===== Material provided =====

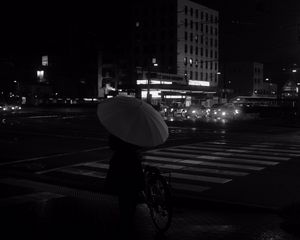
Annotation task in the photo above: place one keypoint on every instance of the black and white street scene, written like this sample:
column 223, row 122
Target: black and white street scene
column 150, row 119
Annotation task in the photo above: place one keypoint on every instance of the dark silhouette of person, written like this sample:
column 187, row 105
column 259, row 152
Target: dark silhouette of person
column 125, row 179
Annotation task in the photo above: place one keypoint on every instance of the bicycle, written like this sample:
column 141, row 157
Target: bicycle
column 158, row 198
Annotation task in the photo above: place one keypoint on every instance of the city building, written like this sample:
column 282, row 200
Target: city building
column 247, row 79
column 174, row 51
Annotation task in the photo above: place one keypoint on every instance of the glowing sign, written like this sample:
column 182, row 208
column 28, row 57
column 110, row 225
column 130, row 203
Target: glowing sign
column 40, row 74
column 199, row 83
column 154, row 93
column 44, row 60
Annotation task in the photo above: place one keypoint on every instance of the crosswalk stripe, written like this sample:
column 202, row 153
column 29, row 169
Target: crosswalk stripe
column 200, row 150
column 202, row 163
column 294, row 153
column 31, row 197
column 239, row 160
column 164, row 166
column 83, row 172
column 260, row 145
column 231, row 159
column 277, row 146
column 188, row 187
column 200, row 178
column 178, row 167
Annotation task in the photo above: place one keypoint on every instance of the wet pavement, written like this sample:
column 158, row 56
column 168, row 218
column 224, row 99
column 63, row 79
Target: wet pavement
column 46, row 215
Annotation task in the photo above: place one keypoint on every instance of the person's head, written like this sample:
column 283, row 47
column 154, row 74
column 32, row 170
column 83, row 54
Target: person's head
column 116, row 144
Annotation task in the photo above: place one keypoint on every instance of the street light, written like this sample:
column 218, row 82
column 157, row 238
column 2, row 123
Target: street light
column 155, row 64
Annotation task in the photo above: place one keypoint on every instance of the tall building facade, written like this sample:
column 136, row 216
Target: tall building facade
column 247, row 79
column 176, row 42
column 198, row 41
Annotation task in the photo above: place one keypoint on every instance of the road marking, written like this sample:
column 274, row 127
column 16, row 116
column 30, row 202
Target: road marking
column 32, row 197
column 238, row 160
column 72, row 165
column 275, row 149
column 83, row 172
column 200, row 178
column 67, row 191
column 226, row 153
column 205, row 163
column 53, row 156
column 44, row 116
column 188, row 187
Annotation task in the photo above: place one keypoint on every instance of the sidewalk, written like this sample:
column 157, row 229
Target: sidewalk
column 77, row 218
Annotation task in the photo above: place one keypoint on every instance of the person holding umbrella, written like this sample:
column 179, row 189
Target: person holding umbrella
column 132, row 125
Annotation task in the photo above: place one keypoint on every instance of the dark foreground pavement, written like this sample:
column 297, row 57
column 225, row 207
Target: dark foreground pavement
column 48, row 215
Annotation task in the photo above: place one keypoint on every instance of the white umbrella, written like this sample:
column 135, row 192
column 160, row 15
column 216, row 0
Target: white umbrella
column 133, row 121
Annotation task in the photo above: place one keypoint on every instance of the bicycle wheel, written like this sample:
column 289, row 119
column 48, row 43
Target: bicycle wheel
column 158, row 199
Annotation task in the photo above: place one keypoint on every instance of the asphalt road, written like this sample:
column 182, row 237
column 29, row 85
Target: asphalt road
column 48, row 154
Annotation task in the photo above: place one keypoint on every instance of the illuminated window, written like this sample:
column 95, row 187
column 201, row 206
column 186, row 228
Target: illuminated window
column 185, row 61
column 44, row 60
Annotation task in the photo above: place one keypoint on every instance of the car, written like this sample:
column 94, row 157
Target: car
column 195, row 112
column 9, row 107
column 224, row 111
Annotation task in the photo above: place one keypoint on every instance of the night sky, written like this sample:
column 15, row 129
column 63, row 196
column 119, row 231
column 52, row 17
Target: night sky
column 43, row 27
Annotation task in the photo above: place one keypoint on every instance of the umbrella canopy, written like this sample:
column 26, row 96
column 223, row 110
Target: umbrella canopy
column 133, row 121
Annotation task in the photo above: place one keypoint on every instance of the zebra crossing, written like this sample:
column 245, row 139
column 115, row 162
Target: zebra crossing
column 198, row 167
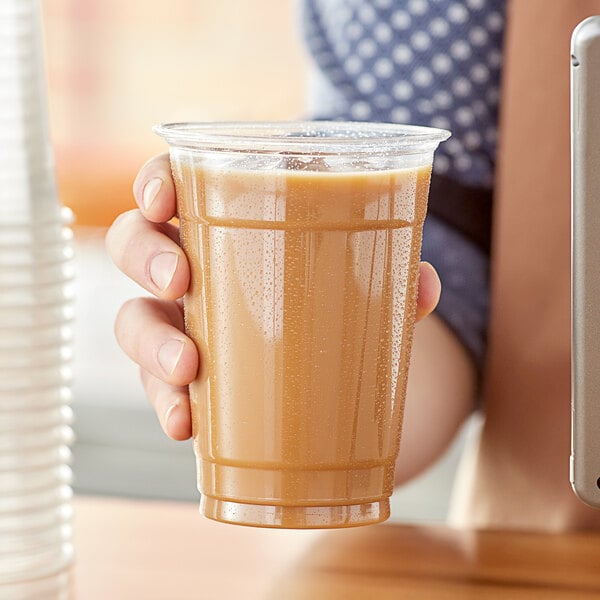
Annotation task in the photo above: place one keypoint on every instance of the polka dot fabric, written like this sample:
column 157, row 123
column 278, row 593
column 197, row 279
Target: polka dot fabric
column 425, row 62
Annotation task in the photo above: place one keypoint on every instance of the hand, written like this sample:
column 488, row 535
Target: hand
column 144, row 245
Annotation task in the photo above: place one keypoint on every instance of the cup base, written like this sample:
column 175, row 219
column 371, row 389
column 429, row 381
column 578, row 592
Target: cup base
column 294, row 517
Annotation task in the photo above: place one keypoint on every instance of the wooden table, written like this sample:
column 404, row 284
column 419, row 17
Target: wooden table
column 166, row 551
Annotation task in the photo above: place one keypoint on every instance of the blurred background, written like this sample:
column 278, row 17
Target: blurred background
column 115, row 68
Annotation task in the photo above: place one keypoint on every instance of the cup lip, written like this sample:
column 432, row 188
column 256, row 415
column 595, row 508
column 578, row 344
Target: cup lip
column 302, row 137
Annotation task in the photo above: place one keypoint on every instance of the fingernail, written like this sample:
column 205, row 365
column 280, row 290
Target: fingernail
column 169, row 354
column 151, row 189
column 169, row 413
column 162, row 269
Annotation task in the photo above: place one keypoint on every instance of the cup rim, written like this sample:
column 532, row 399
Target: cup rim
column 302, row 137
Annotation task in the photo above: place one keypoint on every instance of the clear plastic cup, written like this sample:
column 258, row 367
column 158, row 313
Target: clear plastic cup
column 34, row 234
column 25, row 483
column 37, row 323
column 38, row 334
column 24, row 522
column 40, row 562
column 42, row 356
column 30, row 418
column 25, row 545
column 14, row 440
column 35, row 458
column 38, row 399
column 304, row 244
column 11, row 382
column 35, row 256
column 56, row 586
column 38, row 499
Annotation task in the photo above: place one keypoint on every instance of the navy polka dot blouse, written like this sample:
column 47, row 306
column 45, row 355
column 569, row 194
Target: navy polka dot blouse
column 424, row 62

=====

## Exercise details
Would you restate all of the data above word for word, omitting the pictures?

## Your response
Annotation task in the photo above: place one keypoint on every instance of the black and white street scene, written like this sample:
column 223, row 122
Target: black and white street scene
column 150, row 119
Annotation task in the photo above: place one keypoint on every instance of the dark silhouette of person, written like this sample:
column 187, row 105
column 259, row 152
Target: dark silhouette of person
column 125, row 179
Annotation task in the photo above: place one keypoint on every instance of the bicycle, written like this sample:
column 141, row 157
Target: bicycle
column 158, row 198
Annotation task in the photo above: place one keypoint on every instance of the city building, written like this sample:
column 282, row 200
Target: city building
column 247, row 79
column 174, row 51
Annotation task in the photo above: place one keypoint on every instance of the glowing sign, written like this sample:
column 182, row 208
column 28, row 57
column 110, row 225
column 130, row 203
Target: glowing sign
column 40, row 74
column 199, row 83
column 154, row 93
column 44, row 60
Annotation task in the photo above: place one keypoint on every instance of the crosswalk stripe, written like this sample:
column 202, row 153
column 29, row 169
Target: crosswalk stripe
column 200, row 150
column 202, row 163
column 294, row 153
column 31, row 197
column 239, row 160
column 164, row 166
column 83, row 172
column 260, row 145
column 231, row 159
column 277, row 146
column 188, row 187
column 200, row 178
column 178, row 167
Annotation task in the photo above: place one keypoint on every instance of the wet pavement, written like this sample:
column 158, row 56
column 168, row 218
column 224, row 99
column 63, row 79
Target: wet pavement
column 46, row 215
Annotation task in the photo above: place one keypoint on every instance of the person's head, written like this sample:
column 283, row 47
column 154, row 74
column 32, row 170
column 83, row 54
Target: person's head
column 116, row 144
Annotation task in the photo above: place one keypoint on every instance of the street light, written like this sample:
column 218, row 82
column 157, row 238
column 2, row 123
Target: street light
column 155, row 64
Annotation task in the photo above: place one keypoint on every instance of the tall building facade, written like this sample:
column 136, row 216
Target: tall building facade
column 247, row 79
column 176, row 42
column 198, row 41
Annotation task in the photo above: place one keypoint on every instance of the road marking, written like this sample:
column 274, row 127
column 16, row 116
column 30, row 202
Target: road marking
column 32, row 197
column 238, row 160
column 72, row 165
column 275, row 149
column 83, row 172
column 200, row 178
column 67, row 191
column 226, row 153
column 205, row 163
column 53, row 156
column 44, row 116
column 188, row 187
Annotation task in the photo above: place one keypoint on every instance of the sidewalk, written like this sample:
column 157, row 229
Target: sidewalk
column 77, row 218
Annotation task in the photo above: place one keypoint on every instance of the person holding umbrella, written like this sample:
column 179, row 189
Target: person holding umbrella
column 132, row 125
Annotation task in the photo above: place one keypoint on every instance of the dark foreground pavement, written like this sample:
column 297, row 57
column 225, row 207
Target: dark foreground pavement
column 48, row 215
Annotation task in the photo above: place one keypoint on every instance of the white umbrella, written like this sample:
column 135, row 192
column 160, row 15
column 216, row 0
Target: white umbrella
column 133, row 121
Annotation task in the photo above: place one keypoint on every instance of the bicycle wheel, written like this sample:
column 289, row 119
column 48, row 43
Target: bicycle wheel
column 158, row 199
Annotation task in the photo above: place one keypoint on every instance of the asphalt road, written like this sample:
column 182, row 237
column 29, row 85
Target: asphalt road
column 48, row 154
Annotation task in the photo above: place one keypoint on every instance of the illuminated window, written like this sample:
column 95, row 187
column 201, row 206
column 186, row 228
Target: illuminated window
column 185, row 61
column 44, row 60
Annotation task in the photo above: place one keypoint on every instance of the car, written like this sample:
column 94, row 157
Target: car
column 195, row 112
column 9, row 107
column 224, row 111
Annotation task in the photo above: place one keypoint on every instance of the night sky, written like this sample:
column 15, row 129
column 63, row 196
column 119, row 231
column 52, row 17
Target: night sky
column 43, row 27
Annotation task in the photo above: place one keypoint on every instance of the umbrella canopy, written like this sample:
column 26, row 96
column 223, row 110
Target: umbrella canopy
column 133, row 121
Annotation task in the photo above: place one keypoint on every instance of the zebra crossing, written like this sample:
column 245, row 139
column 115, row 162
Target: zebra crossing
column 198, row 167
Annotation task in the photo above: place one keypoint on every instance of the polka dot fabric, written like this sample:
column 157, row 123
column 278, row 593
column 197, row 279
Target: polka dot fabric
column 425, row 62
Annotation task in the photo above: place one keypoint on every instance of the hand, written like this sample:
column 488, row 535
Target: hand
column 144, row 245
Annotation task in the photo above: place one keypoint on every instance of the cup base, written like this sample:
column 175, row 219
column 371, row 389
column 429, row 381
column 578, row 592
Target: cup base
column 294, row 517
Annotation task in the photo above: place one keypoint on every instance of the wooden table, written like this sample:
column 404, row 284
column 419, row 17
Target: wooden table
column 166, row 551
Annotation task in the photo above: place one keypoint on every instance of the blurred background, written like this sample:
column 278, row 17
Target: blurred background
column 115, row 68
Annotation task in the photo above: place one keypoint on every instance of the cup lip, written like this sample:
column 432, row 188
column 256, row 415
column 595, row 508
column 578, row 344
Target: cup lip
column 302, row 137
Annotation task in the photo above: place one keypoint on every instance of the fingernail, written like this sample:
column 205, row 365
column 280, row 290
Target: fingernail
column 169, row 354
column 151, row 189
column 169, row 413
column 162, row 269
Annotation task in the photo above: place one keypoint on every instance of the cup rim, written like this sample:
column 532, row 399
Target: cup rim
column 302, row 137
Annotation task in the photo above: place one keypoint on every instance of the clear plastic cup, written like this sample:
column 258, row 367
column 158, row 313
Target: clear plastic cup
column 34, row 234
column 25, row 483
column 37, row 323
column 38, row 334
column 24, row 522
column 40, row 562
column 42, row 356
column 30, row 418
column 25, row 545
column 14, row 440
column 35, row 458
column 38, row 399
column 304, row 244
column 11, row 382
column 35, row 256
column 56, row 586
column 38, row 499
Annotation task in the photo above: place one keypoint on every instance of the navy polka dot blouse, written like this sample:
column 47, row 306
column 45, row 355
column 569, row 194
Target: navy polka dot blouse
column 424, row 62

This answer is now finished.